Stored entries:
# # #
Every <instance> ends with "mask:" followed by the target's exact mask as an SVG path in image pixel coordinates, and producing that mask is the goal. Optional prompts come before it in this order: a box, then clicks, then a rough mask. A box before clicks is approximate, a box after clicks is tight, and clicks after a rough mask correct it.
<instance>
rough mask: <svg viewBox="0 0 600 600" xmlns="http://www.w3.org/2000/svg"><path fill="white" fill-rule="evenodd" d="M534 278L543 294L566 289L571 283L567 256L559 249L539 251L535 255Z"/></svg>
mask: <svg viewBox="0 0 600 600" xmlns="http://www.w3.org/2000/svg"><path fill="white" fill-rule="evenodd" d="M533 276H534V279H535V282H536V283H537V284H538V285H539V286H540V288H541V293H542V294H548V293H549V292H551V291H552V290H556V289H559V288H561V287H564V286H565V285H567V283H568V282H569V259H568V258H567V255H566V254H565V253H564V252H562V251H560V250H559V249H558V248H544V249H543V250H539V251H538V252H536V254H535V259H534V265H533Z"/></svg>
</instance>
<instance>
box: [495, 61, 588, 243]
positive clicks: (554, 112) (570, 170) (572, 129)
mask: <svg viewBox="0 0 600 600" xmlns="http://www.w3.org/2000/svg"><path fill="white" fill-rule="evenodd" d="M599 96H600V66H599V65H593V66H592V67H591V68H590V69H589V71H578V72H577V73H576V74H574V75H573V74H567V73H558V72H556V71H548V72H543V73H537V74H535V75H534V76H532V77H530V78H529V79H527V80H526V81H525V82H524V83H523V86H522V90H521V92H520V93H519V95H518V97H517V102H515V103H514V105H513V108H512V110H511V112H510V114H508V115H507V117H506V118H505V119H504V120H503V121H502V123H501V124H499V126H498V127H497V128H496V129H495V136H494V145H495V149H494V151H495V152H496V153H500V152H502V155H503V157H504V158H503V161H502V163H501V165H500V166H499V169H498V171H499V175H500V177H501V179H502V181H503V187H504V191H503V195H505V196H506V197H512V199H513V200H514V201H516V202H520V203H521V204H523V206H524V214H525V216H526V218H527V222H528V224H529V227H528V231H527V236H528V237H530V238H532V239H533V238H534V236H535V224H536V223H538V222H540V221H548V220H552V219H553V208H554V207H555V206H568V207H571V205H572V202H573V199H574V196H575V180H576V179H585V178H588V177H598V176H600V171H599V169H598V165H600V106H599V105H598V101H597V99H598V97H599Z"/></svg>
# # #
### YOUR INSTRUCTIONS
Put every line of the rows above into a JSON list of strings, one string per line, with blank lines left out.

### SOLUTION TO THE PROBLEM
[
  "Every <instance> ends with \"mask:\" followed by the target's exact mask as an SVG path in image pixel coordinates, and producing that mask is the goal. Optional prompts come before it in this order: a box, then clicks, then a rough mask. A box before clicks is approximate, a box after clicks is tight, and clicks after a rough mask correct it.",
  "<instance>",
  "rough mask: <svg viewBox=\"0 0 600 600\" xmlns=\"http://www.w3.org/2000/svg\"><path fill=\"white\" fill-rule=\"evenodd\" d=\"M534 278L543 294L566 289L571 283L567 256L559 249L539 251L535 255Z\"/></svg>",
  "mask: <svg viewBox=\"0 0 600 600\" xmlns=\"http://www.w3.org/2000/svg\"><path fill=\"white\" fill-rule=\"evenodd\" d=\"M533 276H534V279H535V282H536V283H537V284H538V285H539V286H540V288H541V293H542V294H548V293H549V292H551V291H552V290H556V289H559V288H561V287H564V286H565V285H567V283H568V282H569V259H568V258H567V255H566V254H565V253H564V252H562V251H560V250H559V249H558V248H544V249H543V250H539V251H538V252H536V254H535V259H534V265H533Z\"/></svg>",
  "</instance>",
  "<instance>",
  "box: [495, 61, 588, 243]",
  "positive clicks: (554, 112) (570, 170) (572, 129)",
  "mask: <svg viewBox=\"0 0 600 600\" xmlns=\"http://www.w3.org/2000/svg\"><path fill=\"white\" fill-rule=\"evenodd\" d=\"M599 96H600V66H599V65H593V66H592V67H591V68H590V69H589V71H578V72H577V73H576V74H574V75H573V74H567V73H558V72H556V71H548V72H543V73H537V74H535V75H534V76H532V77H530V78H529V79H527V80H526V81H525V82H524V83H523V86H522V90H521V92H520V93H519V95H518V97H517V102H515V103H514V105H513V108H512V110H511V112H510V114H508V115H507V117H506V118H505V119H504V120H503V121H502V123H501V124H499V126H498V127H497V128H496V129H495V136H494V145H495V149H494V151H495V152H496V153H500V152H502V155H503V157H504V158H503V161H502V163H501V165H500V166H499V169H498V171H499V175H500V177H501V179H502V181H503V187H504V191H503V195H505V196H506V197H512V199H513V200H514V201H516V202H520V203H521V204H523V206H524V214H525V216H526V218H527V222H528V224H529V227H528V231H527V236H528V237H530V238H532V239H533V238H534V236H535V224H536V223H538V222H540V221H548V220H552V219H553V208H554V207H555V206H568V207H571V205H572V202H573V199H574V196H575V180H576V179H585V178H588V177H598V176H600V171H599V169H598V165H600V106H599V105H598V101H597V99H598V97H599Z\"/></svg>"
]